Page excerpt:
The United States has sought to combine freedom of speech with freedom of religion. That double heritage is important, and certainly my thinking has been conditioned by growing up in the U.S. But how does one reconcile the freedom to believe the teachings of a religion, with the freedom to argue against those teachings? Iranian theocratic leadership would apparently resolve that conflict by eliminating the freedom of speech, at least insofar as speech that challenges religious authority. In the U.S. I think people often reconcile the two by a political correctness, in which it is impolite to argue against the beliefs of others. ( Do good manners sometimes have as much impact as bad laws?)
The relative success of Creationism in the U.S. is perhaps evidence that fundamentalist Christian preachers are less reticent about criticizing scientists than scientists about criticizing fundamentalist belief. Good manners apparently allows criticism of science. But I believe people should argue as forcefully as possible against the imposition of bad science even when that imposition is based on religious doctrine. And I think that people ought to be able to argue the validity of information, the evidence adduced in support, and the criteria of validity – to question whether religious authority outweighs scientific evidence.
Does nationalism trump freedom of speech? Tough question! I was fortunate enough some years ago to hear Elena Bonner, the widow of Andrei Sakharov and a longtime human rights activist, who questioned why so many of us believe that national rights trump human rights. Why were we so willing to see abuse of human rights in countries while free nations stood by honoring national sovereignty; why should sovereign rights trump human rights? Should we be any more willing to see the imposition of (false) propaganda and the denial of freedom of speech and press by governments without speaking out?

Recorded information:

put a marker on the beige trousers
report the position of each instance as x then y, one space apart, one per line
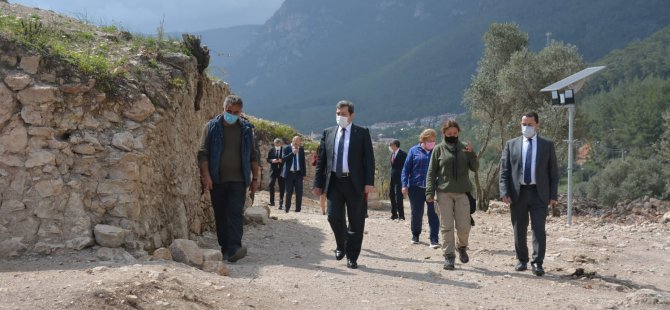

Exercises:
1. In the free speech passage, whose widow is Elena Bonner said to be?
2. Reproduce the portion of the free speech passage that opens with the words containing "Does nationalism trump" and closes with "without speaking out?".
Rely only on the free speech passage for what comes next.

Responses by task:
1. Andrei Sakharov's.

2.
Does nationalism trump freedom of speech? Tough question! I was fortunate enough some years ago to hear Elena Bonner, the widow of Andrei Sakharov and a longtime human rights activist, who questioned why so many of us believe that national rights trump human rights. Why were we so willing to see abuse of human rights in countries while free nations stood by honoring national sovereignty; why should sovereign rights trump human rights? Should we be any more willing to see the imposition of (false) propaganda and the denial of freedom of speech and press by governments without speaking out?